WHAT TO DO — From the line containing "of the mountain" through the last line of the records below, each line is to be repeated exactly; pictures are to be omitted.

GIVEN DATA —

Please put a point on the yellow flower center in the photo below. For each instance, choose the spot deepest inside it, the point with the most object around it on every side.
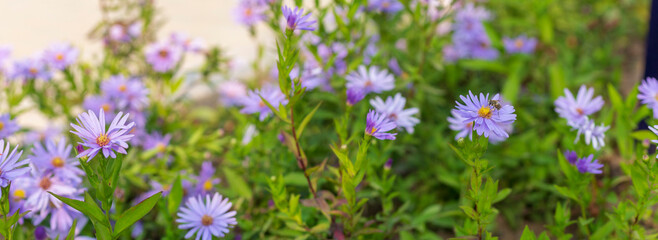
(102, 140)
(485, 112)
(57, 162)
(45, 183)
(207, 185)
(206, 220)
(518, 43)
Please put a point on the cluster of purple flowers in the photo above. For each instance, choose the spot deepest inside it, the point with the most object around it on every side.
(41, 66)
(469, 38)
(577, 110)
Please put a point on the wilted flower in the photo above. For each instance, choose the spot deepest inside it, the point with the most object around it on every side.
(7, 126)
(520, 44)
(370, 80)
(594, 135)
(254, 104)
(296, 20)
(163, 56)
(393, 108)
(60, 55)
(487, 120)
(649, 94)
(378, 125)
(56, 158)
(207, 219)
(10, 167)
(91, 129)
(231, 93)
(576, 110)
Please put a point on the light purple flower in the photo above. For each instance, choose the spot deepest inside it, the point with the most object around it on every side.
(594, 135)
(163, 56)
(92, 130)
(254, 104)
(56, 158)
(250, 12)
(7, 126)
(128, 93)
(520, 44)
(207, 219)
(296, 20)
(589, 165)
(378, 125)
(576, 110)
(231, 93)
(60, 55)
(370, 80)
(487, 119)
(649, 94)
(393, 109)
(10, 167)
(385, 6)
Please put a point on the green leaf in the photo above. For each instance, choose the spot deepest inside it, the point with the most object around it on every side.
(307, 119)
(175, 197)
(130, 216)
(237, 183)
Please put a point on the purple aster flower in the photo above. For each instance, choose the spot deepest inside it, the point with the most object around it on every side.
(232, 92)
(296, 20)
(205, 181)
(586, 165)
(207, 219)
(571, 157)
(31, 68)
(393, 109)
(385, 6)
(60, 55)
(56, 158)
(576, 110)
(649, 94)
(370, 80)
(520, 44)
(377, 125)
(250, 12)
(488, 120)
(10, 167)
(254, 104)
(91, 129)
(594, 135)
(7, 126)
(128, 93)
(163, 56)
(101, 102)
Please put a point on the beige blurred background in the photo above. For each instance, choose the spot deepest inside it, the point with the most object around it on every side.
(31, 25)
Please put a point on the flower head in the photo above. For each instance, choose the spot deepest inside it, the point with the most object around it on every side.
(594, 135)
(296, 20)
(56, 158)
(10, 167)
(576, 110)
(92, 130)
(370, 80)
(206, 219)
(520, 44)
(60, 55)
(649, 94)
(378, 125)
(163, 56)
(393, 108)
(7, 126)
(489, 117)
(254, 104)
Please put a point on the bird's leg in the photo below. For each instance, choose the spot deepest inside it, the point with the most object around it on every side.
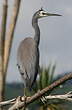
(43, 100)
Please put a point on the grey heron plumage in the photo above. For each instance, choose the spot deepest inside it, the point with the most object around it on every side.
(28, 52)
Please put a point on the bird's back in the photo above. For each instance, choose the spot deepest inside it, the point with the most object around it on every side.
(28, 60)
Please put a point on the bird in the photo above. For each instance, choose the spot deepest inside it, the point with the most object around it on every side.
(28, 51)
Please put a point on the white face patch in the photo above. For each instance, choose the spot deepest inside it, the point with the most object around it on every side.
(42, 13)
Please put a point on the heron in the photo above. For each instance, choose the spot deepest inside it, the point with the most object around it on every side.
(28, 51)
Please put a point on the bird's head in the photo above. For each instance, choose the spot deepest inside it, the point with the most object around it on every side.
(42, 13)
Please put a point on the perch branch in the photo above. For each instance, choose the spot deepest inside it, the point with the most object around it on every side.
(41, 93)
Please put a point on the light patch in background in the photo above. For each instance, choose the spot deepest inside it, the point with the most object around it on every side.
(68, 11)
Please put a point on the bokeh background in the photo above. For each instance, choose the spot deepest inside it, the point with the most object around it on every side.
(56, 34)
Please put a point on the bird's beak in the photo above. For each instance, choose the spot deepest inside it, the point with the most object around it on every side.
(50, 14)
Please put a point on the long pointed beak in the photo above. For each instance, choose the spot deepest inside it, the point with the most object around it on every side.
(50, 14)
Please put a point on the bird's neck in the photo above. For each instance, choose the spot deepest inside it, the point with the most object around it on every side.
(37, 31)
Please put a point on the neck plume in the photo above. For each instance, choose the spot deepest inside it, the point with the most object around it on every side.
(37, 31)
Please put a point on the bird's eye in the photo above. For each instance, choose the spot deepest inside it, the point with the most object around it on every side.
(43, 13)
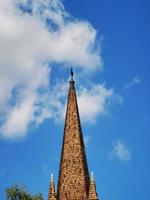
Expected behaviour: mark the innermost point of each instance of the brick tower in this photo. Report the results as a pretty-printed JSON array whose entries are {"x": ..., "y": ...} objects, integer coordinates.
[{"x": 74, "y": 182}]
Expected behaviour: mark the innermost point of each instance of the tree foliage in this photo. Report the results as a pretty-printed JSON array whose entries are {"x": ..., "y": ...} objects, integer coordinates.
[{"x": 16, "y": 192}]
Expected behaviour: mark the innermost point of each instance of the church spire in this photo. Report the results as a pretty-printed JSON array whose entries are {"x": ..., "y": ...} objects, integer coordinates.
[
  {"x": 51, "y": 195},
  {"x": 92, "y": 190},
  {"x": 73, "y": 182}
]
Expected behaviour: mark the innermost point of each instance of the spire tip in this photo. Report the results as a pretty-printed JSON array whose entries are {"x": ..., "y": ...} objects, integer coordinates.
[{"x": 71, "y": 74}]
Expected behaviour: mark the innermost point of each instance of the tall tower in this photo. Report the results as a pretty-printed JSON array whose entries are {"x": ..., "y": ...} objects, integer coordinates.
[{"x": 74, "y": 182}]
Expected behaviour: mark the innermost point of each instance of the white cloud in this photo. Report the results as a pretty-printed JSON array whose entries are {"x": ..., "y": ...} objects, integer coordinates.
[
  {"x": 93, "y": 101},
  {"x": 135, "y": 81},
  {"x": 120, "y": 151},
  {"x": 27, "y": 45},
  {"x": 86, "y": 140}
]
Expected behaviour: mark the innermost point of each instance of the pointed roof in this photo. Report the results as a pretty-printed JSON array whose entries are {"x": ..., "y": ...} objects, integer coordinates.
[
  {"x": 73, "y": 181},
  {"x": 51, "y": 195},
  {"x": 92, "y": 191}
]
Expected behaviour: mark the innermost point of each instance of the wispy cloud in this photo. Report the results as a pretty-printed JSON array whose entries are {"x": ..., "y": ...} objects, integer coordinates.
[
  {"x": 94, "y": 101},
  {"x": 135, "y": 81},
  {"x": 33, "y": 35},
  {"x": 120, "y": 151}
]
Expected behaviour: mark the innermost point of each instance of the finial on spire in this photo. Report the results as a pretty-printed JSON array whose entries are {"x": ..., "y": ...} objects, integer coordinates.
[
  {"x": 71, "y": 74},
  {"x": 92, "y": 176},
  {"x": 52, "y": 178}
]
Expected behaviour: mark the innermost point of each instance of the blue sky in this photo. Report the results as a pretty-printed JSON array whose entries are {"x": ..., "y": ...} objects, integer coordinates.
[{"x": 107, "y": 43}]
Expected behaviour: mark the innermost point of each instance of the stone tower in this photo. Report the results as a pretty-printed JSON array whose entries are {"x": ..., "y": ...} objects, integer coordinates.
[{"x": 74, "y": 182}]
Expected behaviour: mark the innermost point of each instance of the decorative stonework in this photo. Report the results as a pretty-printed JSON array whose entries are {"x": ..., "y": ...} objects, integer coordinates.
[{"x": 73, "y": 180}]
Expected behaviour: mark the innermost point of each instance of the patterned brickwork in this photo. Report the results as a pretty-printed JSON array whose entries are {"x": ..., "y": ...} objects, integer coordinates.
[
  {"x": 51, "y": 195},
  {"x": 73, "y": 183}
]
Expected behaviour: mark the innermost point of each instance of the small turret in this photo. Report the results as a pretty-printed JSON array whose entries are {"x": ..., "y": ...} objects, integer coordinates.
[
  {"x": 92, "y": 190},
  {"x": 51, "y": 195}
]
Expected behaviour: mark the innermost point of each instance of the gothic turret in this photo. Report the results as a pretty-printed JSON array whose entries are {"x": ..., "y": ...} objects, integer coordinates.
[
  {"x": 51, "y": 195},
  {"x": 73, "y": 180}
]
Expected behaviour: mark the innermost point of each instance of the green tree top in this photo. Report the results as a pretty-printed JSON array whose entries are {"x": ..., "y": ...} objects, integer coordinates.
[{"x": 16, "y": 192}]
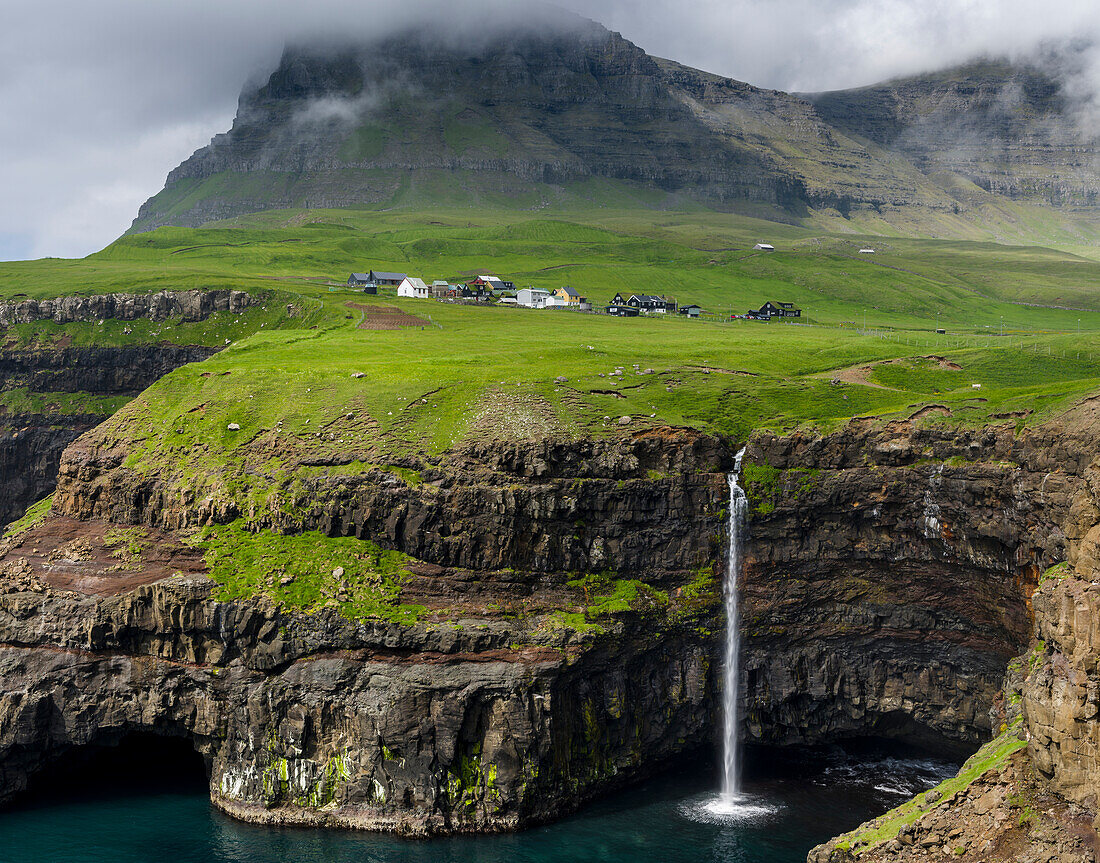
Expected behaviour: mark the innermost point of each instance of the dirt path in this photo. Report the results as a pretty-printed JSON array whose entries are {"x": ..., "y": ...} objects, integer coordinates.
[{"x": 385, "y": 317}]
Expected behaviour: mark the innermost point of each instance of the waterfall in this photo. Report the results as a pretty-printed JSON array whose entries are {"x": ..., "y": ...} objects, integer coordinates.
[{"x": 730, "y": 762}]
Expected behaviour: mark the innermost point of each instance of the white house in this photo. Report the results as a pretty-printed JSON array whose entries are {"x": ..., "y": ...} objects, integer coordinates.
[
  {"x": 414, "y": 287},
  {"x": 532, "y": 298}
]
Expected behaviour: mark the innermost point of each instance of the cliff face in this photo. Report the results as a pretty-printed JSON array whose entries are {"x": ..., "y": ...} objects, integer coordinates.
[
  {"x": 1010, "y": 130},
  {"x": 31, "y": 442},
  {"x": 503, "y": 708},
  {"x": 884, "y": 589},
  {"x": 888, "y": 573},
  {"x": 33, "y": 436},
  {"x": 186, "y": 305},
  {"x": 311, "y": 719},
  {"x": 572, "y": 113},
  {"x": 1033, "y": 793}
]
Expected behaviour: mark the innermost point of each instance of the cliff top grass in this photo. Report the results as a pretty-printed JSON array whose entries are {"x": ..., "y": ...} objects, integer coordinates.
[
  {"x": 307, "y": 572},
  {"x": 309, "y": 390}
]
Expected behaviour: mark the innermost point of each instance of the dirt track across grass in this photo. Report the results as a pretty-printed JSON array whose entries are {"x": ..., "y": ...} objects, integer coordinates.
[{"x": 385, "y": 317}]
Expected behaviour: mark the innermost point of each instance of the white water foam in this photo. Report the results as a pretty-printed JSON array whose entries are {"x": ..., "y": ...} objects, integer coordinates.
[
  {"x": 730, "y": 797},
  {"x": 724, "y": 810}
]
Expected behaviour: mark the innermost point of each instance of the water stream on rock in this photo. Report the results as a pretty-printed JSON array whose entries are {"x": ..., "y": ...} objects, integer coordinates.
[{"x": 732, "y": 801}]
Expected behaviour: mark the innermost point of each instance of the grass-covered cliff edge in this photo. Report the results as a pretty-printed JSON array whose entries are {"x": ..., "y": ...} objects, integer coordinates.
[{"x": 480, "y": 540}]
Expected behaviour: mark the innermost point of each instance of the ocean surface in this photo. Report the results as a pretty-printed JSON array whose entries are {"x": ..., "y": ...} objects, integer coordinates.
[{"x": 124, "y": 811}]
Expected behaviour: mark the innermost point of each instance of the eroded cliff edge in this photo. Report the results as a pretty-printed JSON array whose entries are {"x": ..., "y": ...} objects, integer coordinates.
[
  {"x": 57, "y": 390},
  {"x": 1032, "y": 794},
  {"x": 570, "y": 610}
]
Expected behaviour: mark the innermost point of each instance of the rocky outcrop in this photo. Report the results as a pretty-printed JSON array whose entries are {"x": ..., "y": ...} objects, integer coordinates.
[
  {"x": 887, "y": 576},
  {"x": 1013, "y": 130},
  {"x": 186, "y": 305},
  {"x": 1062, "y": 695},
  {"x": 31, "y": 442},
  {"x": 887, "y": 583},
  {"x": 1014, "y": 801},
  {"x": 314, "y": 719}
]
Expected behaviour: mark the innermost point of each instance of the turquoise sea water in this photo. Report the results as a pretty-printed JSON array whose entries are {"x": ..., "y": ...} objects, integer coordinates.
[{"x": 805, "y": 797}]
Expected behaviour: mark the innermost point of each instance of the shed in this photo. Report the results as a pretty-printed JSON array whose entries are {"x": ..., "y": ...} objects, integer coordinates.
[
  {"x": 414, "y": 287},
  {"x": 532, "y": 298}
]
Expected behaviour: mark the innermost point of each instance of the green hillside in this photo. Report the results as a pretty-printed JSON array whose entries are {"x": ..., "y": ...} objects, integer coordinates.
[{"x": 857, "y": 309}]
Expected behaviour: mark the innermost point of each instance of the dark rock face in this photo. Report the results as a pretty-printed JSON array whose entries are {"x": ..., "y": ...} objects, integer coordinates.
[
  {"x": 342, "y": 126},
  {"x": 886, "y": 587},
  {"x": 31, "y": 443},
  {"x": 187, "y": 305},
  {"x": 1010, "y": 130},
  {"x": 311, "y": 719},
  {"x": 537, "y": 113}
]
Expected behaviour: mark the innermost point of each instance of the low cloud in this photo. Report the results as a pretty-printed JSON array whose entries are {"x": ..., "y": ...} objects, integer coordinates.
[{"x": 99, "y": 101}]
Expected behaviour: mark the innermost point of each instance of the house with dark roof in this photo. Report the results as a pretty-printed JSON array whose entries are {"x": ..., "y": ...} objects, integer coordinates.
[
  {"x": 389, "y": 279},
  {"x": 646, "y": 302},
  {"x": 780, "y": 310},
  {"x": 362, "y": 280}
]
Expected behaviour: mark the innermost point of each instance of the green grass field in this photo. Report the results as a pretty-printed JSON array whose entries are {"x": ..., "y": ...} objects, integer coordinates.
[{"x": 474, "y": 368}]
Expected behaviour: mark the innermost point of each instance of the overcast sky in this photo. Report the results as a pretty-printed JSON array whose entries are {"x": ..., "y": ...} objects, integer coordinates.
[{"x": 100, "y": 99}]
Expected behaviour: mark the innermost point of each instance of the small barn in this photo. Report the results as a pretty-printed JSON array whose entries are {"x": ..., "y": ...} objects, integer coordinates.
[{"x": 532, "y": 298}]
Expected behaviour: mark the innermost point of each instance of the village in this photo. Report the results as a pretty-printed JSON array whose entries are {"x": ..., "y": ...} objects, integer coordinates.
[{"x": 488, "y": 289}]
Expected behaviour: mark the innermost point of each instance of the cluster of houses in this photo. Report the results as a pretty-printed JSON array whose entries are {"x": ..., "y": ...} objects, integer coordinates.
[
  {"x": 480, "y": 288},
  {"x": 487, "y": 288},
  {"x": 770, "y": 310}
]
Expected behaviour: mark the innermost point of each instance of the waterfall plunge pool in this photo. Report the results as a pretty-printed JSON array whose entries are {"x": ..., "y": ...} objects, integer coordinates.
[{"x": 119, "y": 816}]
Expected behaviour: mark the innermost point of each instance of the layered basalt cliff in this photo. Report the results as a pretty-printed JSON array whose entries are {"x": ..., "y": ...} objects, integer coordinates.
[
  {"x": 886, "y": 587},
  {"x": 888, "y": 572},
  {"x": 1014, "y": 801},
  {"x": 508, "y": 703},
  {"x": 32, "y": 441},
  {"x": 185, "y": 305},
  {"x": 33, "y": 435}
]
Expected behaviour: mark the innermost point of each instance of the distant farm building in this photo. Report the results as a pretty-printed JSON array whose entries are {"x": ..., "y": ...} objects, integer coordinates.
[
  {"x": 362, "y": 280},
  {"x": 532, "y": 298},
  {"x": 388, "y": 279},
  {"x": 647, "y": 302},
  {"x": 779, "y": 310},
  {"x": 414, "y": 287}
]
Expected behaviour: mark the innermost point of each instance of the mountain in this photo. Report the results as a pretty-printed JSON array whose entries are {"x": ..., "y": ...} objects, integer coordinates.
[
  {"x": 572, "y": 113},
  {"x": 1010, "y": 130}
]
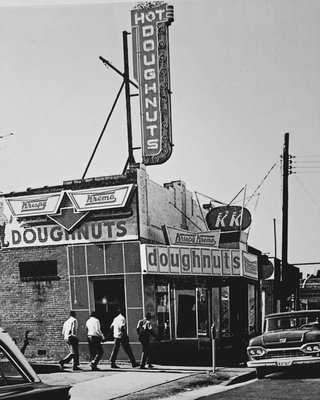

TASK SOLUTION —
Expected behaviour: mark the innermost point of each instance of the mountain in this photo. Report the results as a pretty-printed JSON array whose entries are {"x": ..., "y": ...} objects, integer coordinates.
[
  {"x": 572, "y": 113},
  {"x": 1010, "y": 130}
]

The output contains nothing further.